WORK TO BE COMPLETED – Reproduce exactly, and nothing but, the lines between the one with "Indicate every instance of the spiny" and the end of the entries, both ends included.

──────── RECORDS TO USE ────────

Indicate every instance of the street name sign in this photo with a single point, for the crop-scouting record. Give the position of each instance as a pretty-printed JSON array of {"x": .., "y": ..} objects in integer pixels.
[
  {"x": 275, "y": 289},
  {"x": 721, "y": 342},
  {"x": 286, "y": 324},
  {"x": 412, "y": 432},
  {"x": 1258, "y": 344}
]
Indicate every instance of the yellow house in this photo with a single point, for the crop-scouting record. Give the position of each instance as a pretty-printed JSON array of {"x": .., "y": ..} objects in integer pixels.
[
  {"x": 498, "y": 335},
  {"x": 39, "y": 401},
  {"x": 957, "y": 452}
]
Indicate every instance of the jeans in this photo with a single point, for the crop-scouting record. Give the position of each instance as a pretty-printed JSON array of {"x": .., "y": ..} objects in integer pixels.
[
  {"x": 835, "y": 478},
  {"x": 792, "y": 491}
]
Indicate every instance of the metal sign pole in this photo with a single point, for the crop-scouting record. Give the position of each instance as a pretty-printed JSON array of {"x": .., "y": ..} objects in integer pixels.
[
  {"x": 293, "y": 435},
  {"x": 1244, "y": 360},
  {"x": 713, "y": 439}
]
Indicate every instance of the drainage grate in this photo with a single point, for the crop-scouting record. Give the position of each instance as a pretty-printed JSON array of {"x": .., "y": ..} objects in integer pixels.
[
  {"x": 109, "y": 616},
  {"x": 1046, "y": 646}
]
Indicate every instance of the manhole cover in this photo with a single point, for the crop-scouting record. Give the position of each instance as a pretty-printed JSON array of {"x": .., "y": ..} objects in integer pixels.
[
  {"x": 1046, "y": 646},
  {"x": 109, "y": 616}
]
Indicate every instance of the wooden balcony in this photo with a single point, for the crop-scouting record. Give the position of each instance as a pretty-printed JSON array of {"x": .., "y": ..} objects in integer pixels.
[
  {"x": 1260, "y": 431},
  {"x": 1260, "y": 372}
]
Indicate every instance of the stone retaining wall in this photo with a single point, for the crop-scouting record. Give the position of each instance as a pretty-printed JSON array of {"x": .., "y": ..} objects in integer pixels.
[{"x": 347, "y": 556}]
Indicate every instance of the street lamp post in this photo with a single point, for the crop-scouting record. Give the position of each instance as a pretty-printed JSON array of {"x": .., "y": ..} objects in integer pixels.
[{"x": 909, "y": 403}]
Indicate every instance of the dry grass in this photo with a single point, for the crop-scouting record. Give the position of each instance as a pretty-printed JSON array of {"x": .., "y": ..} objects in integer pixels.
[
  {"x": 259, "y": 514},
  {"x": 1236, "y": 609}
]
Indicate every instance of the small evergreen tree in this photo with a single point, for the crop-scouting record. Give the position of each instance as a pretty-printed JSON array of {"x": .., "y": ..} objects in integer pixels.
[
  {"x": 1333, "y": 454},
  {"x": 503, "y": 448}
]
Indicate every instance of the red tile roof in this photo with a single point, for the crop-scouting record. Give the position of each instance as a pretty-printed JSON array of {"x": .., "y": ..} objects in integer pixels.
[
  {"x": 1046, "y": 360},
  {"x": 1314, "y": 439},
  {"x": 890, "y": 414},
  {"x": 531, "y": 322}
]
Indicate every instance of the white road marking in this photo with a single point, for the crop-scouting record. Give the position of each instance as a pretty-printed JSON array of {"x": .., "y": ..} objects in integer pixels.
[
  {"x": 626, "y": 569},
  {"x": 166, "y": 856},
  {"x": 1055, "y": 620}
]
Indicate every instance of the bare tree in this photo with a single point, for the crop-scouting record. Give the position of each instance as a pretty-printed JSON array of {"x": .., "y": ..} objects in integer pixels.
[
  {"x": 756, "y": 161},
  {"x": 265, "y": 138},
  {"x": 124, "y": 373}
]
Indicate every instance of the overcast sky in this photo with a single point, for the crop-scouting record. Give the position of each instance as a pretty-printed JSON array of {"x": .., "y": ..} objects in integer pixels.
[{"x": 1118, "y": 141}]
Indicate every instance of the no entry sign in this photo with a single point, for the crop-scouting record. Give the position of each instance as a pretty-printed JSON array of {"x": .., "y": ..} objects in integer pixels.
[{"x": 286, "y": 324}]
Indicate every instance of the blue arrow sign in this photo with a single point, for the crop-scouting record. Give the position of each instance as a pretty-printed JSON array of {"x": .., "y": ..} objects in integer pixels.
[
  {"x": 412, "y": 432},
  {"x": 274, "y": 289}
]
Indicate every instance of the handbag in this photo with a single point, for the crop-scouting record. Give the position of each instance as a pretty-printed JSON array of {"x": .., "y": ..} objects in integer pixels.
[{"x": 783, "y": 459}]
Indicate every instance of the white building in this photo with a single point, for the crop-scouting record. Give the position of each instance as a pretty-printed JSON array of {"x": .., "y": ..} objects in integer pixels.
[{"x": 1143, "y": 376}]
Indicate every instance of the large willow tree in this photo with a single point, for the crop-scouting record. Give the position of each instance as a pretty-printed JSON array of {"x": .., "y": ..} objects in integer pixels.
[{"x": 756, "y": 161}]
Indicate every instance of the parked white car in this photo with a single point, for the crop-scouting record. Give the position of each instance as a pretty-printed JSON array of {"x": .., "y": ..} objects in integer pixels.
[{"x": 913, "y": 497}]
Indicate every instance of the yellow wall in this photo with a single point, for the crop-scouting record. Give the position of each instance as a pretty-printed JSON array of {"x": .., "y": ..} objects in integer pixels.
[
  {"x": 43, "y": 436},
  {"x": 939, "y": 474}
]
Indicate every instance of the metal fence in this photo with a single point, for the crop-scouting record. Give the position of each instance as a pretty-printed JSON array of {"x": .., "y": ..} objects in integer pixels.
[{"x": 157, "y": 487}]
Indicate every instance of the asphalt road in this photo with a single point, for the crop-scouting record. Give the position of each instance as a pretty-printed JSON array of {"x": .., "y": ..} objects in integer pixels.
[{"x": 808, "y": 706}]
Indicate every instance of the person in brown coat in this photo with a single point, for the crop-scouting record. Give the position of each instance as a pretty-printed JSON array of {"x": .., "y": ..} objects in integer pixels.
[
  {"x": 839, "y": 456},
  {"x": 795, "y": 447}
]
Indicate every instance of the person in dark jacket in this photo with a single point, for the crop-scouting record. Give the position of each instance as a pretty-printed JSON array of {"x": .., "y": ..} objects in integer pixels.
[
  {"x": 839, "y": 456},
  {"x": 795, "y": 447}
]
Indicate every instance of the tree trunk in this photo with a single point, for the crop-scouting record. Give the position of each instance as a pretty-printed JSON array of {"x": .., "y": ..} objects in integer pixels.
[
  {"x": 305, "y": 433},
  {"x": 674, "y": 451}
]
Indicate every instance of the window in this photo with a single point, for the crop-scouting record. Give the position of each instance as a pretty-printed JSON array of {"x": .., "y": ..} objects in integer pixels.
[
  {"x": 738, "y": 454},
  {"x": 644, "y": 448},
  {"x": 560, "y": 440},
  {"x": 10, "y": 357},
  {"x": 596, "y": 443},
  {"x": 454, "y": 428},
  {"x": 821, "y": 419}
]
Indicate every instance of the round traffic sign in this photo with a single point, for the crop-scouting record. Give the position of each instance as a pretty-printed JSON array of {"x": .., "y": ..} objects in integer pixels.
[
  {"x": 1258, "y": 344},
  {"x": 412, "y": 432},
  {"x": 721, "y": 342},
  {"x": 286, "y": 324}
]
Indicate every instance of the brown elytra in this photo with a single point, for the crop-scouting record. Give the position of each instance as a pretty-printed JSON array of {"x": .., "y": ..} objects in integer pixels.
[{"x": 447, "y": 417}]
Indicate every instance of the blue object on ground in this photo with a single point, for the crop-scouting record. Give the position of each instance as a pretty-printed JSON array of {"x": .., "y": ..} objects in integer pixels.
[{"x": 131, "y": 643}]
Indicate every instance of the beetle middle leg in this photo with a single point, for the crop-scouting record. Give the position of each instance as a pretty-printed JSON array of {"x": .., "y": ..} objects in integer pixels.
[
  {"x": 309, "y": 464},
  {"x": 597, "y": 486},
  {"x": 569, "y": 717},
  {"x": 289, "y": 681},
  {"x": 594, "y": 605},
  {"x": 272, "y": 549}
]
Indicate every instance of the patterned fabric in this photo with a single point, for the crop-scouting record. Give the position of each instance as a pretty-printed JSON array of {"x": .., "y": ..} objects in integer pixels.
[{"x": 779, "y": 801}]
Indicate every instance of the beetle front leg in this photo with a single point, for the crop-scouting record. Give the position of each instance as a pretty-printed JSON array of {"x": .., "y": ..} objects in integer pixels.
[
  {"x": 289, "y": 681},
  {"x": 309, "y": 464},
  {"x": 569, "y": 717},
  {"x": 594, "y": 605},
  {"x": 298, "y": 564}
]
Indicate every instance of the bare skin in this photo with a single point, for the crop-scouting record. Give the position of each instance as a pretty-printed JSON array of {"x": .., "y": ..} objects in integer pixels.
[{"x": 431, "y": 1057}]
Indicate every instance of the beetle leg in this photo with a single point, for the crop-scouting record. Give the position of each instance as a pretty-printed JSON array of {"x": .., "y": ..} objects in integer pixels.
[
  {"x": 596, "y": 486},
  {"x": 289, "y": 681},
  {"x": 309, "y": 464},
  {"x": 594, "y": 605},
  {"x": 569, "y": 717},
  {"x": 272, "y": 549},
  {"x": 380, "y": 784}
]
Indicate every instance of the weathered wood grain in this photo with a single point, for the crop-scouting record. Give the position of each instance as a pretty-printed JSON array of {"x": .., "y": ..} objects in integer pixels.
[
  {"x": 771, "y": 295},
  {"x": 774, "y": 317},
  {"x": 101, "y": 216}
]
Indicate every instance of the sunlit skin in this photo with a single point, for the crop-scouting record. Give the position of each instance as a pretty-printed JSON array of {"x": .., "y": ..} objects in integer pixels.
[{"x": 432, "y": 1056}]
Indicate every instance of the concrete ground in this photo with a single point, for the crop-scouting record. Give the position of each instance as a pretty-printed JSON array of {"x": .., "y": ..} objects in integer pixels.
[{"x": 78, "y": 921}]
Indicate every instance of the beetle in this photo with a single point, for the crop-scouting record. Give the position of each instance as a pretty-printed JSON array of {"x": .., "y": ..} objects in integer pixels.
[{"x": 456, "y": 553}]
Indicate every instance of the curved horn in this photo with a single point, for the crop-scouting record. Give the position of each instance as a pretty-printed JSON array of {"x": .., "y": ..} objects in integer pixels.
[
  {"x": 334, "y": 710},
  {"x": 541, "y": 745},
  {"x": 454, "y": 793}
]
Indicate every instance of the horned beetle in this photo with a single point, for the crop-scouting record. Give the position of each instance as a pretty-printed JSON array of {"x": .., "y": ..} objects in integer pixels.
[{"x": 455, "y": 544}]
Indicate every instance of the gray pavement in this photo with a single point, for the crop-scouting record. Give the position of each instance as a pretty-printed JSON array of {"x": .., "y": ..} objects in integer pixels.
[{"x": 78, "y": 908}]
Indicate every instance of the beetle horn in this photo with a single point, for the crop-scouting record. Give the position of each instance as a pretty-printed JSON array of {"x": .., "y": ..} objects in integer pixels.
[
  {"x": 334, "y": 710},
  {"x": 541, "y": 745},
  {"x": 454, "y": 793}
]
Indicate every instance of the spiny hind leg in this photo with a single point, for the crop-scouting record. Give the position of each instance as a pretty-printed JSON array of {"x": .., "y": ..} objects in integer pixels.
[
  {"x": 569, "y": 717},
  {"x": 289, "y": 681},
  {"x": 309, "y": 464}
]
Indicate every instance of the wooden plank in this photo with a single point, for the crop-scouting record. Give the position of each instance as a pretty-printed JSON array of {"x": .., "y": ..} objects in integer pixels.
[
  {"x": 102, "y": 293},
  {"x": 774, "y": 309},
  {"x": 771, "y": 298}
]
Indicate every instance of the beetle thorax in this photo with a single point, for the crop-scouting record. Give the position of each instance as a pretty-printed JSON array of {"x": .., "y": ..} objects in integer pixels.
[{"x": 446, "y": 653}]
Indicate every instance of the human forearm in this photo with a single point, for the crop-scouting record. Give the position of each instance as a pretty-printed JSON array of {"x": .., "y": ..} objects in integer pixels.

────────

RESPONSE TO THE EXERCISE –
Indicate every instance of the spiny hind leg in this photo with a single point, for the crop-scouting record. Give the position of each instance as a pretty-printed JSON array of {"x": .., "y": ..} objects in integer pixels.
[
  {"x": 569, "y": 717},
  {"x": 289, "y": 681},
  {"x": 309, "y": 464}
]
Indicate every instance of the wooden plank in this photo with a single point, for the crop-scouting record. Give the position of each instance as a pretty-printed JSON array of {"x": .., "y": ..} objects in integer pixels.
[
  {"x": 102, "y": 293},
  {"x": 774, "y": 309},
  {"x": 771, "y": 298}
]
Indicate every instance of the beetle thorax in this photo with a single point, for the crop-scouting record. Give the position of each instance as a pretty-printed JSON array of {"x": .., "y": ..} objects in integer pixels.
[{"x": 446, "y": 653}]
Indicate every instance of the human forearm in this photo with a single point, for the crop-scouting record. Give the position of each instance as a pretty-printed JSON array of {"x": .., "y": ..} objects in integer pixels.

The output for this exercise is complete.